◆ Extracted data
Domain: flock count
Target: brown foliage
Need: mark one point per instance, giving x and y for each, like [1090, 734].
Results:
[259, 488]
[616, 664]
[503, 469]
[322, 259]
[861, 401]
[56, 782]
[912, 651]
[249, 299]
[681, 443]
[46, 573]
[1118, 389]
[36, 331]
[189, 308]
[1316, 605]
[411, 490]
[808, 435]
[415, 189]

◆ What is expected
Return every entry above unchanged, line for line, with nothing added or left out.

◆ Output
Domain: flock count
Target: brown foliage
Need: mark one point per instance, giving x and y for each, like [1090, 734].
Results:
[259, 488]
[616, 664]
[503, 469]
[322, 259]
[861, 401]
[56, 782]
[912, 651]
[249, 299]
[681, 443]
[46, 573]
[1118, 389]
[36, 331]
[189, 308]
[1316, 605]
[411, 490]
[808, 435]
[415, 189]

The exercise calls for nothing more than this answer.